EXERCISE: Transcribe the records below exactly.

────────────────────

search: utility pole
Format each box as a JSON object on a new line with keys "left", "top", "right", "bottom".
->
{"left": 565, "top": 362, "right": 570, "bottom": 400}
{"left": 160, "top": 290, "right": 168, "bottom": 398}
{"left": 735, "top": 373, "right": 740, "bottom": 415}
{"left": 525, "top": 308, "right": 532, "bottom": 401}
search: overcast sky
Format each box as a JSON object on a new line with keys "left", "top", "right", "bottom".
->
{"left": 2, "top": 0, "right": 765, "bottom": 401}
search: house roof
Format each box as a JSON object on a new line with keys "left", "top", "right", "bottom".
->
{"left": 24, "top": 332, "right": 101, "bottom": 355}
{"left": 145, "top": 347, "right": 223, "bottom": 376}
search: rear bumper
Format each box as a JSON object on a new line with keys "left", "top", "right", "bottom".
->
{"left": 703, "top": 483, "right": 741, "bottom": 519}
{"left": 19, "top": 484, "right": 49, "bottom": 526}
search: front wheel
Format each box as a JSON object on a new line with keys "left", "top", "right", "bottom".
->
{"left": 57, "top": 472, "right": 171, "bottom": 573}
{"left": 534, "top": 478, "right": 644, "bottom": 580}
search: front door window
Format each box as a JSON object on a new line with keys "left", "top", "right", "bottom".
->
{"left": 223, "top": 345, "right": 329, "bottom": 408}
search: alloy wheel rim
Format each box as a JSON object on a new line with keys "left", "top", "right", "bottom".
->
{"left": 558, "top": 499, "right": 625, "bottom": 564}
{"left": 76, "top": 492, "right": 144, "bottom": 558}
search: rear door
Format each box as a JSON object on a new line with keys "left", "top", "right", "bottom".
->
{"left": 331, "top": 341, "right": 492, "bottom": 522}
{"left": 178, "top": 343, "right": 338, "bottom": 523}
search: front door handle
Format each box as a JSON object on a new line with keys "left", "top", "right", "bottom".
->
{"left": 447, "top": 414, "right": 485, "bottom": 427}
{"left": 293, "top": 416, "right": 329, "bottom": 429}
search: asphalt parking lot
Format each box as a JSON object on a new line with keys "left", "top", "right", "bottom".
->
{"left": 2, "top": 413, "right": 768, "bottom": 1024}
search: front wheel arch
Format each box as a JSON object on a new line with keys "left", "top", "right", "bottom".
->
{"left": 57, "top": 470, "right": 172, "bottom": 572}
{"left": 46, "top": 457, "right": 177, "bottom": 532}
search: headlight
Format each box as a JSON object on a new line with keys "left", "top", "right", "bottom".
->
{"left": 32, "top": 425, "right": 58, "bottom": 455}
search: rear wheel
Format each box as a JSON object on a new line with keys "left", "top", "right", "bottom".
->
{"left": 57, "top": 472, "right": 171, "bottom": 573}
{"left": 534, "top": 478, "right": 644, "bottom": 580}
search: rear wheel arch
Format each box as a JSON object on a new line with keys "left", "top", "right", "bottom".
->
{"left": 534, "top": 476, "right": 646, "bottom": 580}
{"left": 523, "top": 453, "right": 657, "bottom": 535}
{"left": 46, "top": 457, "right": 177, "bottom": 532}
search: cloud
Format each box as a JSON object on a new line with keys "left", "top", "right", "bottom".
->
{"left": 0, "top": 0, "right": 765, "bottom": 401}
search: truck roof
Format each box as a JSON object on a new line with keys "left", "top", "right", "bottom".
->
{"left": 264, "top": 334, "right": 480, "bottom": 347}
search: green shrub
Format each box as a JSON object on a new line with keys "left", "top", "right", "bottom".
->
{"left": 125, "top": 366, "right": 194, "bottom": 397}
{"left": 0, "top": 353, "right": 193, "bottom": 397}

────────────────────

RESPONSE:
search: utility pole
Format each box as a JSON object on a new line with keys "left", "top", "right", "bottom".
->
{"left": 565, "top": 362, "right": 570, "bottom": 400}
{"left": 160, "top": 290, "right": 168, "bottom": 398}
{"left": 735, "top": 373, "right": 740, "bottom": 415}
{"left": 525, "top": 308, "right": 532, "bottom": 401}
search: overcast sky
Format each box as a JSON object on a new line with keys "left", "top", "right", "bottom".
->
{"left": 2, "top": 0, "right": 765, "bottom": 401}
search: house roof
Format each box as a JSON object on a new line with keys "left", "top", "right", "bottom".
->
{"left": 24, "top": 332, "right": 101, "bottom": 355}
{"left": 145, "top": 347, "right": 223, "bottom": 376}
search: rear bumper
Format each box as a JSON object on a new line with keys "left", "top", "right", "bottom".
->
{"left": 703, "top": 483, "right": 741, "bottom": 519}
{"left": 19, "top": 484, "right": 49, "bottom": 526}
search: front wheel
Format each box as a JSON object on a new line with keys "left", "top", "right", "bottom".
->
{"left": 57, "top": 472, "right": 171, "bottom": 573}
{"left": 534, "top": 478, "right": 644, "bottom": 580}
search: front door window
Format each box as a JSON object on a new line with keys "left", "top", "right", "bottom".
->
{"left": 223, "top": 345, "right": 329, "bottom": 408}
search: alloy wheel rim
Format each box as a JSON object on a new line with keys "left", "top", "right", "bottom".
->
{"left": 558, "top": 499, "right": 625, "bottom": 564}
{"left": 76, "top": 492, "right": 144, "bottom": 558}
search: rear door
Format each box as a JSON object on a new line with keys "left", "top", "right", "bottom".
->
{"left": 331, "top": 341, "right": 492, "bottom": 522}
{"left": 178, "top": 343, "right": 338, "bottom": 523}
search: front door handle
Format each box as a JSON object on a new line with keys "left", "top", "right", "bottom".
->
{"left": 447, "top": 414, "right": 485, "bottom": 427}
{"left": 293, "top": 416, "right": 329, "bottom": 429}
search: asphalt parking lot
Format each box as a JSON object on a new line with keys "left", "top", "right", "bottom".
->
{"left": 2, "top": 413, "right": 768, "bottom": 1024}
search: front wheel arch
Format each box as a JSON object on a new line with keys "left", "top", "right", "bottom".
->
{"left": 57, "top": 470, "right": 172, "bottom": 572}
{"left": 46, "top": 457, "right": 177, "bottom": 532}
search: headlight
Format each box as a JSON object on a new line with keys "left", "top", "right", "bottom".
->
{"left": 32, "top": 425, "right": 58, "bottom": 455}
search: rear wheel
Format each box as a JSON object on a new line with keys "left", "top", "right", "bottom".
->
{"left": 57, "top": 472, "right": 171, "bottom": 573}
{"left": 534, "top": 478, "right": 644, "bottom": 580}
search: rear wheel arch
Format each box as a JSON object on a new line with keys "left", "top", "right", "bottom".
->
{"left": 534, "top": 476, "right": 646, "bottom": 580}
{"left": 523, "top": 453, "right": 657, "bottom": 535}
{"left": 46, "top": 457, "right": 177, "bottom": 532}
search: cloud
Format each box as a JSON object on a new line with keys "left", "top", "right", "bottom".
->
{"left": 0, "top": 0, "right": 765, "bottom": 401}
search: truck roof
Format each box as a JSON object on a new line with keys "left", "top", "right", "bottom".
->
{"left": 264, "top": 334, "right": 480, "bottom": 347}
search: green shrub
Format each box as a JSON object on a new line with keys "left", "top", "right", "bottom".
->
{"left": 125, "top": 366, "right": 194, "bottom": 397}
{"left": 0, "top": 353, "right": 193, "bottom": 397}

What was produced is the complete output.